- _Supplied entries_
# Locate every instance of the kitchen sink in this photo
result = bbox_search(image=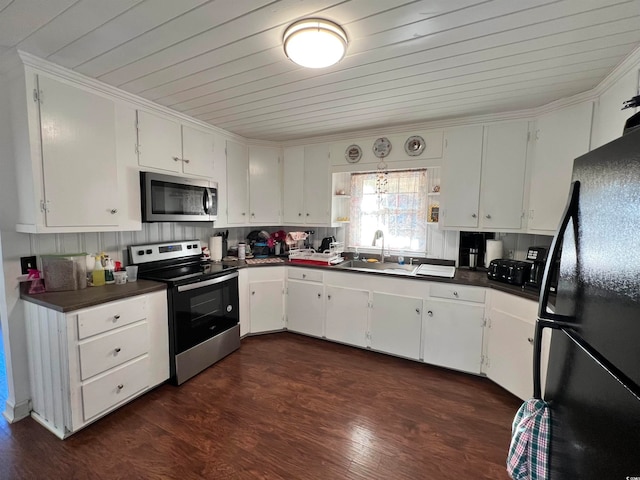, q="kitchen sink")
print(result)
[336,260,418,275]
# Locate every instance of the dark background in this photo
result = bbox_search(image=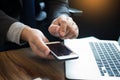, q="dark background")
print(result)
[69,0,120,40]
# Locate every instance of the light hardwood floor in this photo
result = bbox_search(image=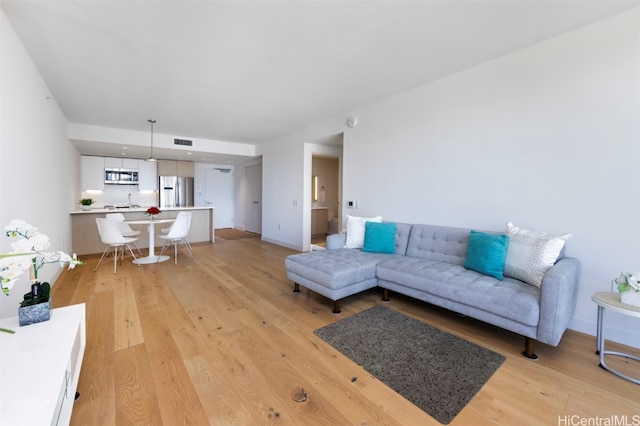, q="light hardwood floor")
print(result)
[53,238,640,426]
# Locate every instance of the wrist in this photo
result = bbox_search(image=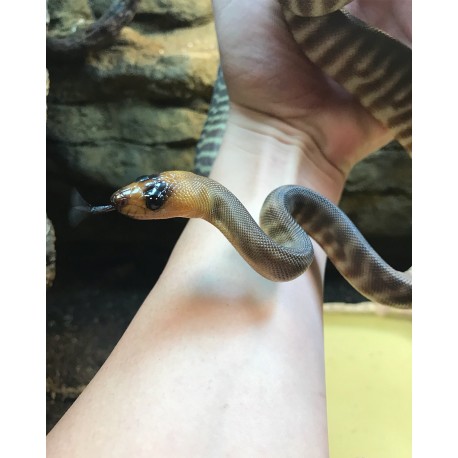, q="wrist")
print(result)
[210,104,346,209]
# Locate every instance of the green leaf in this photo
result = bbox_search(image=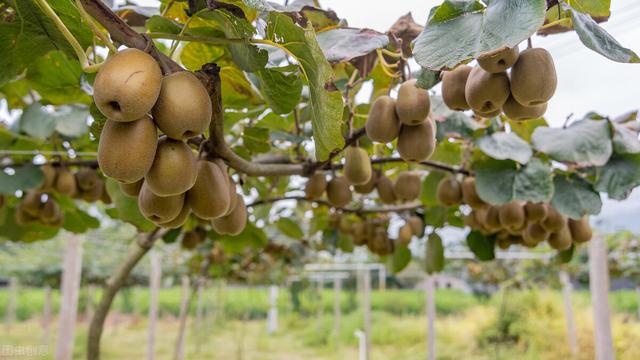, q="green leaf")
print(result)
[467,230,496,261]
[413,0,546,70]
[476,132,533,164]
[531,119,613,166]
[425,233,444,274]
[551,176,602,220]
[0,164,44,195]
[276,217,304,240]
[595,154,640,200]
[266,12,344,161]
[475,158,553,205]
[569,7,640,63]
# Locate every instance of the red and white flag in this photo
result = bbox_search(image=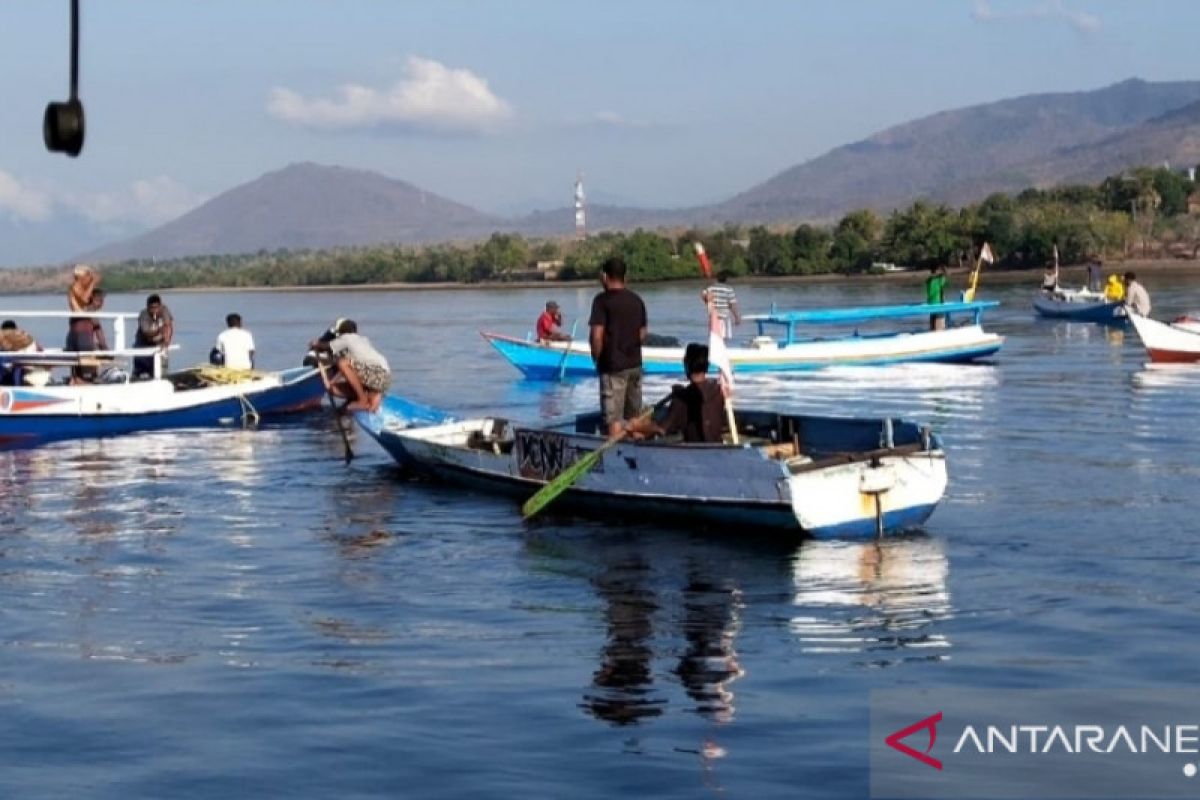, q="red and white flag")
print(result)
[708,303,733,397]
[691,241,713,278]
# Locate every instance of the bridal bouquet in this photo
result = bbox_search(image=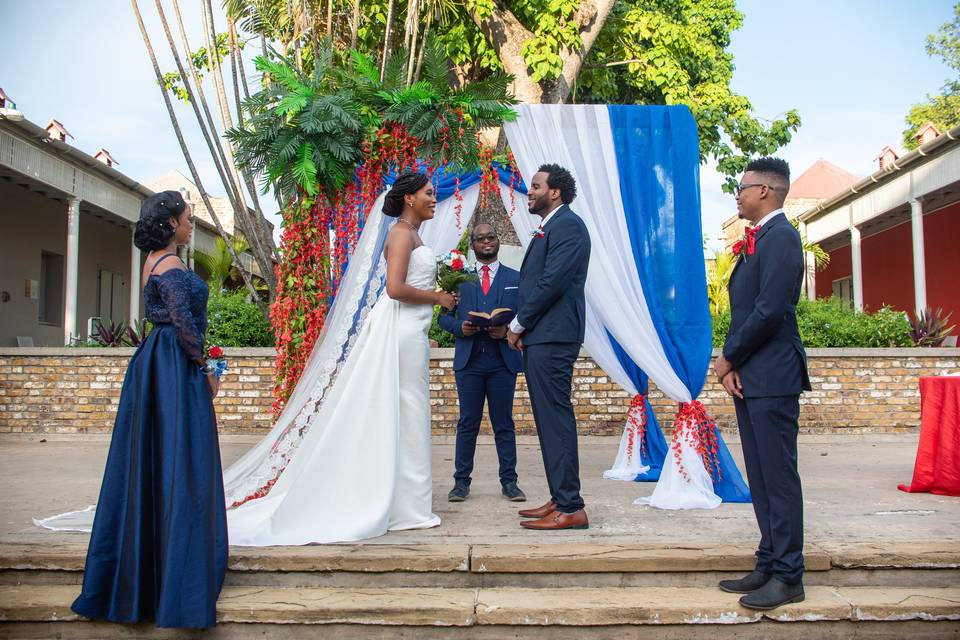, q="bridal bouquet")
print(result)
[437,249,478,293]
[207,344,227,380]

- _Instruction_
Select every line of the records above that contains the string "photo". Uppercase and lowercase letters count as different.

- _Answer to the exercise_
# Locate every instance of the kitchen sink in this photo
# Locate every instance of the dark background in this photo
# Locate every instance of the light hardwood floor in this photo
# Locate every instance of the wrist in this photo
# Locate every instance of the green leaf in this photo
# Locate every instance of the red and white flag in this photo
# Locate every instance of the bridal bouquet in this photo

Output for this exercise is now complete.